TASKS >>
1. In the vaccination study summary, what percentage of women who gave birth in Ontario in 2021 were still unvaccinated at the end of pregnancy?
2. Render this sentence from the vaccination study summary in Spanish: "By June 30, 2022, almost two-thirds (65%) had initiated COVID-19 vaccination."
3. Using the vaccination study summary, explain why COVID-19 vaccine initiation after delivery is said to have stayed lower despite the catch-up after birth.

** DOCUMENT PASSAGE follows **

This is a summary, written by members of the CITF Secretariat, of:
Török E, Dhinsa T, Dimanlig-Cruz S, Alton GD, Sprague AE, Dunn SI, Shah PS, El-Chaâr D, Regan AK, Wilson K, Buchan SA, Kwong JC, Håberg SE, Gravel CA, Okun N, Walker MC, MacDonald SE, Wilson SE, Barrett J, Fell DB. Temporal trends and determinants of COVID-19 vaccine series initiation after recent pregnancy. Hum Vaccin Immunother. 2023 May 30:2215150. doi: https://doi.org/10.1080/21645515.2023.2215150.
The results and/or conclusions contained in the research do not necessarily reflect the views of all CITF members.
A CITF-funded study, published in Human Vaccines & Immunotherapeutics, found that among women who gave birth in Ontario in 2021, 63.7% remained unvaccinated at the end of pregnancy. By June 30, 2022, almost two-thirds (65%) had initiated COVID-19 vaccination. Those who did not initiate vaccination after pregnancy were more likely to be in younger (<25) and older (≥40) age groups, have smoked during pregnancy, live in a neighborhood with lower income, experience more material deprivation, and have breastfed exclusively. This study was led by Dr. Deshayne Fell (University of Ottawa).
- The monthly percentage of women who remained unvaccinated at the time of delivery decreased from 99.9% in January 2021, near the start of vaccine rollout in Canada, to 36.1% in December 2021.
- The proportion of people who initiated COVID-19 vaccination after giving birth increased rapidly in the first several months after delivery, reaching 56.3% by 6 months and 65.0% by the end of follow-up in June 2022.
- Despite this catch-up, COVID-19 vaccine initiation after delivery remained lower than among women of reproductive age in the general population: whereas 65% of unvaccinated people had initiated vaccination after pregnancy by June 2022, 92% of women of reproductive age in the general population got vaccinated during the same time period.

** End of DOCUMENT PASSAGE **
** SOURCE INFORMATION follows **

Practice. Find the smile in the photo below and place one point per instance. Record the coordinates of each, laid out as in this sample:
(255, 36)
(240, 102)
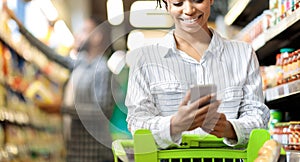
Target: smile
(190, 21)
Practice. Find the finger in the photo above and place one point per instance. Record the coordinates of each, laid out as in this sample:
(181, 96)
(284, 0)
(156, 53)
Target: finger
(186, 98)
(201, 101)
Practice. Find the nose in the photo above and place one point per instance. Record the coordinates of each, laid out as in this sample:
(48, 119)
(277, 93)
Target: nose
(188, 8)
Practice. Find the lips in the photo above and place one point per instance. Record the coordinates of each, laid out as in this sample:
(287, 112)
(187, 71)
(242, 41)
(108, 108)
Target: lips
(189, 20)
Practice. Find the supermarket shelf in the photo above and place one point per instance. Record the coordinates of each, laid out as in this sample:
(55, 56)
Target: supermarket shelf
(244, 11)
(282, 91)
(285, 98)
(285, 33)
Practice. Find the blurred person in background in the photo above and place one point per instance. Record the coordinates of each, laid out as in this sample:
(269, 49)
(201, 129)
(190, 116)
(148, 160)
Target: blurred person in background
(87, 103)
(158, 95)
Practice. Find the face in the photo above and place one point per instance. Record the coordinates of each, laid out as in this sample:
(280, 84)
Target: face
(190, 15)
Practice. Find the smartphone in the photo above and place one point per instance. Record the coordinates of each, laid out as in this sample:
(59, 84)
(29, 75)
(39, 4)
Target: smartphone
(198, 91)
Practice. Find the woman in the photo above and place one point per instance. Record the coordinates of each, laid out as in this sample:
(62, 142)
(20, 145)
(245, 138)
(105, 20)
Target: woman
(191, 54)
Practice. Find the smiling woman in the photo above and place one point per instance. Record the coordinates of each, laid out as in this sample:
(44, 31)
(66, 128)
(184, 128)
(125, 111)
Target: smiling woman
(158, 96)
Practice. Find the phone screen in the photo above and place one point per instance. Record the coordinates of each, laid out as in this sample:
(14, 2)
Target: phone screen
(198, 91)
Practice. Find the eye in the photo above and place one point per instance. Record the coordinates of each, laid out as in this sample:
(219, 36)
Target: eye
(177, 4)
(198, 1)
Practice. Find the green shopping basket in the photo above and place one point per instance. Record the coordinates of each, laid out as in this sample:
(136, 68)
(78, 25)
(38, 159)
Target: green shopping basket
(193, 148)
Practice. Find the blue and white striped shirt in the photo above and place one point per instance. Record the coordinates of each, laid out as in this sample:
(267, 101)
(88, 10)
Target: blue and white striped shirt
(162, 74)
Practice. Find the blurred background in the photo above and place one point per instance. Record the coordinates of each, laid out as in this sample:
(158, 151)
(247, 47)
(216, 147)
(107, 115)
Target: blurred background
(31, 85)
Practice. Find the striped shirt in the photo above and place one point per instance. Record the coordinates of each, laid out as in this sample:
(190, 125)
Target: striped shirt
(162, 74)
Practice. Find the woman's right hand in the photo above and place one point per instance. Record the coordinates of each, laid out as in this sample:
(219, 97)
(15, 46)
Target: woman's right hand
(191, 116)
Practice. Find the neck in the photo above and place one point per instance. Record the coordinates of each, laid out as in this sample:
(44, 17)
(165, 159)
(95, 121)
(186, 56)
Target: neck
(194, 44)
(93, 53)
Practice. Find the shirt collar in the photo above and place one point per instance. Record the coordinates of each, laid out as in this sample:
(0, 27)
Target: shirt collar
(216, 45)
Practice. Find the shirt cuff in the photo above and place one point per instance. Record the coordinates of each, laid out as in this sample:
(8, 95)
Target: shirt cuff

** End of SOURCE INFORMATION **
** SOURCE INFORMATION follows **

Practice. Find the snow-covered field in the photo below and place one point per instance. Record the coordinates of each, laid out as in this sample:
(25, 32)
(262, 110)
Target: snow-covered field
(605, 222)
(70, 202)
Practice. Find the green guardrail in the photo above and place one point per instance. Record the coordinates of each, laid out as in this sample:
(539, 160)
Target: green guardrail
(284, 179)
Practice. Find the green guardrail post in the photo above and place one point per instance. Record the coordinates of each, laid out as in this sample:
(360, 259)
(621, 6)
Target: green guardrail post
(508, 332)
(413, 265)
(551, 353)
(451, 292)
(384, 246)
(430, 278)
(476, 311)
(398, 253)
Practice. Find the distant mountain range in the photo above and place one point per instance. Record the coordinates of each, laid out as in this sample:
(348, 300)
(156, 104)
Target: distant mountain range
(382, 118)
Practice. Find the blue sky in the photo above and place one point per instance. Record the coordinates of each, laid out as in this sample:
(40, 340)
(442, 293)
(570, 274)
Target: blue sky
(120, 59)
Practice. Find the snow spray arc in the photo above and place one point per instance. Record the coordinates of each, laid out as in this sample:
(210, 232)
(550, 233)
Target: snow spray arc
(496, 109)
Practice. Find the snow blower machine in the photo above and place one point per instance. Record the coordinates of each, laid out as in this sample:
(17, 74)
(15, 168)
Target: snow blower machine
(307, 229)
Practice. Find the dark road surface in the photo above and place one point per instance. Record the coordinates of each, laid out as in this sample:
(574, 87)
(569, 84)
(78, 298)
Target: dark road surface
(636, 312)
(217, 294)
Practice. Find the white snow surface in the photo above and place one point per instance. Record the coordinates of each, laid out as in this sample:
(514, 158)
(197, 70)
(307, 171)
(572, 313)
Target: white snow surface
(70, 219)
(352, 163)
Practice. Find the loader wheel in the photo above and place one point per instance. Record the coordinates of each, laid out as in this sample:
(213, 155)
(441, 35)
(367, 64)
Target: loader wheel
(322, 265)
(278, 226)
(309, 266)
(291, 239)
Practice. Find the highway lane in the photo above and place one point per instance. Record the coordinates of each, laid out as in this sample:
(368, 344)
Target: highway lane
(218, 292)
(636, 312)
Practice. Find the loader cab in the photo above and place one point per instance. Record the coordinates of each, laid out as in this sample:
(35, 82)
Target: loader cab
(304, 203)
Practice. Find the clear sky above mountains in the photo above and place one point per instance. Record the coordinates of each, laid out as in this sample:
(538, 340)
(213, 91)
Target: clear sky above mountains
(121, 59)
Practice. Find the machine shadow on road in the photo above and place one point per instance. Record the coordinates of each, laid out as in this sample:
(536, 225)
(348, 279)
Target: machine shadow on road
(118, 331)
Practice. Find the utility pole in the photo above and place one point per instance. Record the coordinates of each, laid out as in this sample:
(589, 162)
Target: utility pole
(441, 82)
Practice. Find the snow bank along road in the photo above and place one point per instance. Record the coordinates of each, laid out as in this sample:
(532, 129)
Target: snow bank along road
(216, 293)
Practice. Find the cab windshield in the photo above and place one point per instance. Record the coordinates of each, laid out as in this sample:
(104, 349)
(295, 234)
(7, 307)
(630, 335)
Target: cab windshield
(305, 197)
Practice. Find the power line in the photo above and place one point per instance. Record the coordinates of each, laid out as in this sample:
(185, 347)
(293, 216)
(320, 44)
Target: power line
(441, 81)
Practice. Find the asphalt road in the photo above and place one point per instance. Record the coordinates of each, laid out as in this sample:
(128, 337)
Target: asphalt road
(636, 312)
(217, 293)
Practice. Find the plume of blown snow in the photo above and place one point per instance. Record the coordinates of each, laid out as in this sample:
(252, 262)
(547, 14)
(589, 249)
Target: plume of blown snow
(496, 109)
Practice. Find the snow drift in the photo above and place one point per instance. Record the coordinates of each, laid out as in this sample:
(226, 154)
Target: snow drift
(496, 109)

** End of SOURCE INFORMATION **
** SOURCE INFORMATION follows **

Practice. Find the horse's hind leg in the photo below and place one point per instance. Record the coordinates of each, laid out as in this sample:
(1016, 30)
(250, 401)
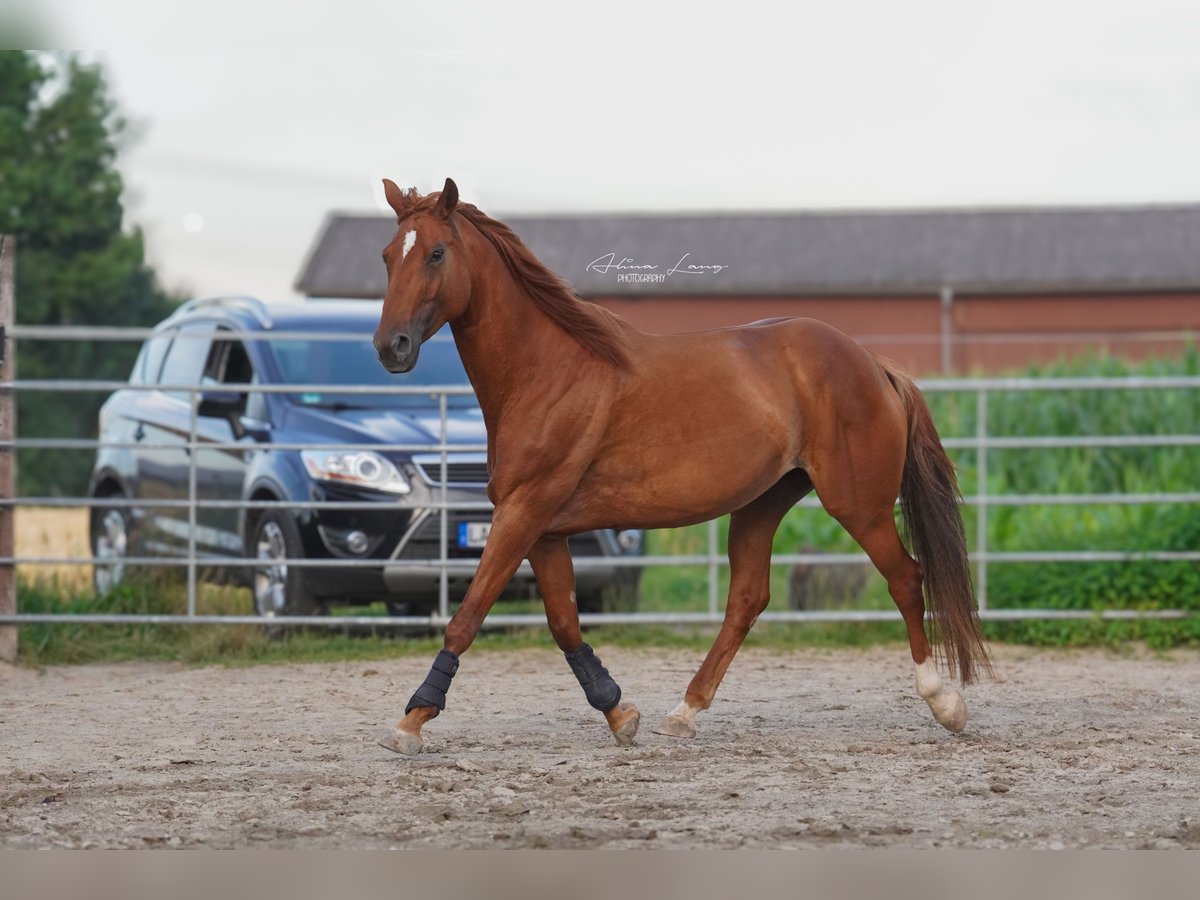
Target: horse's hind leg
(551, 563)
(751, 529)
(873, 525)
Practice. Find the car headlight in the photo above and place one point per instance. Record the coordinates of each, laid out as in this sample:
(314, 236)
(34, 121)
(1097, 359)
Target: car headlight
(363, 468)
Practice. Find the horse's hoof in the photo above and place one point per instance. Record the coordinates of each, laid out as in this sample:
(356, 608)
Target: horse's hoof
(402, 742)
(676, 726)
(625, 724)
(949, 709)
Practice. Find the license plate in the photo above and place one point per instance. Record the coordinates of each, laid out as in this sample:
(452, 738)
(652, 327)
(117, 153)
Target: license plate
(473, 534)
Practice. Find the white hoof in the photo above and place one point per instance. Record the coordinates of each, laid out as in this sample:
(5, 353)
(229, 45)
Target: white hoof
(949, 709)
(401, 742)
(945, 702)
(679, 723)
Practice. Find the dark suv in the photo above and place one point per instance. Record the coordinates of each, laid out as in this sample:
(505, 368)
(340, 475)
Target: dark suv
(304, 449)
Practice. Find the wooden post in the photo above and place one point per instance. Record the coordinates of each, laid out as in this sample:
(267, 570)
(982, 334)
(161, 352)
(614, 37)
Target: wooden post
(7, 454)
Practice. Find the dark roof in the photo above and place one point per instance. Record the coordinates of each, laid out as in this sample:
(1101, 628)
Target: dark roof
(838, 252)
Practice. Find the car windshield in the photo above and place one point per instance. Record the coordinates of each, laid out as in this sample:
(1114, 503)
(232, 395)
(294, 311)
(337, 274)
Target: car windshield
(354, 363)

** End of SOURCE INFORMATION **

ANSWERS TO THE EXERCISES >>
1. 63.7%

2. Para el 30 de junio de 2022, casi dos tercios (65 %) habían iniciado la vacunación contra la COVID-19.

3. By June 2022, 65% of people who were unvaccinated after pregnancy had initiated vaccination. During the same period, 92% of women of reproductive age in the general population got vaccinated, so initiation after delivery remained lower than in that group.